Material for this task: Begin

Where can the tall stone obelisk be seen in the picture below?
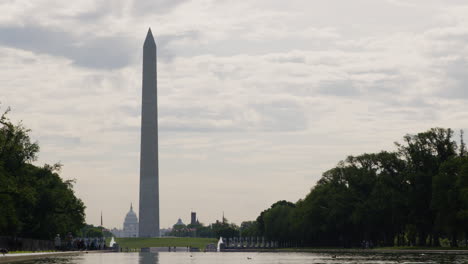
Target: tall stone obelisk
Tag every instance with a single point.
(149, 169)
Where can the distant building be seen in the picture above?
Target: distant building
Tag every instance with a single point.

Material for this task: End
Material for this task: Begin

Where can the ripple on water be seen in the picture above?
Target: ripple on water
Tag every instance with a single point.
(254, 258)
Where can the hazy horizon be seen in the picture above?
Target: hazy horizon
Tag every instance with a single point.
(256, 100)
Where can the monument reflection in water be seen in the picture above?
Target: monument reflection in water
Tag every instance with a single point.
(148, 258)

Material for this task: End

What this task involves :: Each line of the material above that holds "picture" counts once; give the total and nothing else.

Answer section :: 5